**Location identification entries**
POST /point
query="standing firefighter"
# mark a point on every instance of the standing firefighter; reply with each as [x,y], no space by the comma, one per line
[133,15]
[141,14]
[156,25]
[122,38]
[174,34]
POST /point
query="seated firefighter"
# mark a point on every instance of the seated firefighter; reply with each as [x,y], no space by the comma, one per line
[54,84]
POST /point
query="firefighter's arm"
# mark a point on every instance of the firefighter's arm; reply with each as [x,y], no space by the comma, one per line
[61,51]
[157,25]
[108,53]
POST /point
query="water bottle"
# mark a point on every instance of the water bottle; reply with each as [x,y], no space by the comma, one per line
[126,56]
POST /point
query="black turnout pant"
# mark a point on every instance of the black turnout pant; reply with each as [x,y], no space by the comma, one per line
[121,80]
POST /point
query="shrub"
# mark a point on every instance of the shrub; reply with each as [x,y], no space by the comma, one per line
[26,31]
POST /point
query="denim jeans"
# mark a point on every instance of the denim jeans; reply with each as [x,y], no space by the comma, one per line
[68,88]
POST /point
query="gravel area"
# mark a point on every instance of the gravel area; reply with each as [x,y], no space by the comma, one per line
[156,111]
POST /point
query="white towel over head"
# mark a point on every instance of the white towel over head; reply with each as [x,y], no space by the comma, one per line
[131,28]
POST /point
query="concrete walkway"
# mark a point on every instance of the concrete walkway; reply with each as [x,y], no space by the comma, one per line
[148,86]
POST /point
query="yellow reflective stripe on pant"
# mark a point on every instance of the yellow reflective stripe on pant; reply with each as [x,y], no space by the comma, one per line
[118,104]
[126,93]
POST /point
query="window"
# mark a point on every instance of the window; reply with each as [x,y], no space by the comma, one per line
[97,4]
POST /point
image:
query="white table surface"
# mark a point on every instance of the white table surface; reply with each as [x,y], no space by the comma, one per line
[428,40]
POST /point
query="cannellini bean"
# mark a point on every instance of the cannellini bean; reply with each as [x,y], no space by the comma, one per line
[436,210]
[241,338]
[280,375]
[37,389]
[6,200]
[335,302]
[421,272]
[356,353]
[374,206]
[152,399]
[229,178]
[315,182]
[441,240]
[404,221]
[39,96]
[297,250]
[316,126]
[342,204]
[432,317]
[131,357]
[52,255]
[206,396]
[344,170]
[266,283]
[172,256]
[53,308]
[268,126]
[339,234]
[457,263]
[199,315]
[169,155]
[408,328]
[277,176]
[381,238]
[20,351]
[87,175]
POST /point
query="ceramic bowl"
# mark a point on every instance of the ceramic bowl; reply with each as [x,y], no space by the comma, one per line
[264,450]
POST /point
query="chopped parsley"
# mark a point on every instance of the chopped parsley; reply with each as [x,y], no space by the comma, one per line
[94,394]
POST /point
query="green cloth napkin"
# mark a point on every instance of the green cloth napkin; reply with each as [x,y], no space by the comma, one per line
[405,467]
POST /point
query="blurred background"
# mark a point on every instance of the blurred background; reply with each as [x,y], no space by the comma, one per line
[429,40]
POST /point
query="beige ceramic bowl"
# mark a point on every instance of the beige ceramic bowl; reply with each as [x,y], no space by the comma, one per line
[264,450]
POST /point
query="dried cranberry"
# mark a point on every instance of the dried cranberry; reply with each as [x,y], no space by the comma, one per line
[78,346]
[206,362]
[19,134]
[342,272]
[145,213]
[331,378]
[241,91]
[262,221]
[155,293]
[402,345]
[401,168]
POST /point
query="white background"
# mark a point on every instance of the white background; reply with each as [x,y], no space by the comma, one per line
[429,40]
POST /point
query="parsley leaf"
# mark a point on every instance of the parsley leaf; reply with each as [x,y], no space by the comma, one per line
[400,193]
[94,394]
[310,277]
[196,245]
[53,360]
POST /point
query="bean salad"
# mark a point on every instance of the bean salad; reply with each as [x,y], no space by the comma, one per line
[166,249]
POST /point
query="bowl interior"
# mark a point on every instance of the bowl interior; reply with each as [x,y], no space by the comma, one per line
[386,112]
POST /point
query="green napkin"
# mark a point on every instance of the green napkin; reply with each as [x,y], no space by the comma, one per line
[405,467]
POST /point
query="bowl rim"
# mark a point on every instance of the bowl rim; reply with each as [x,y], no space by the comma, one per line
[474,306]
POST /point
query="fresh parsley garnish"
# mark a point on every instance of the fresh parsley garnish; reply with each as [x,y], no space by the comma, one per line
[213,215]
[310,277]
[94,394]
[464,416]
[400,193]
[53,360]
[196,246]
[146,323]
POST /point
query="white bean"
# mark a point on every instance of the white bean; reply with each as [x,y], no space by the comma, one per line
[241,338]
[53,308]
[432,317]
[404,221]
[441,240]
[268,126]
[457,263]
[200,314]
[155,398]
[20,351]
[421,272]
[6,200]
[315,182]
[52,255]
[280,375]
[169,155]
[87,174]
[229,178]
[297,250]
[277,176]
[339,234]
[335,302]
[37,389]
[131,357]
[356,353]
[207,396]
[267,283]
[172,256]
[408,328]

**EXERCISE DIRECTIONS**
Count the lines in the records above that contain the string "cranberry", with case counting, and reply with the number only.

**SOLUTION TO THE PROBLEM**
2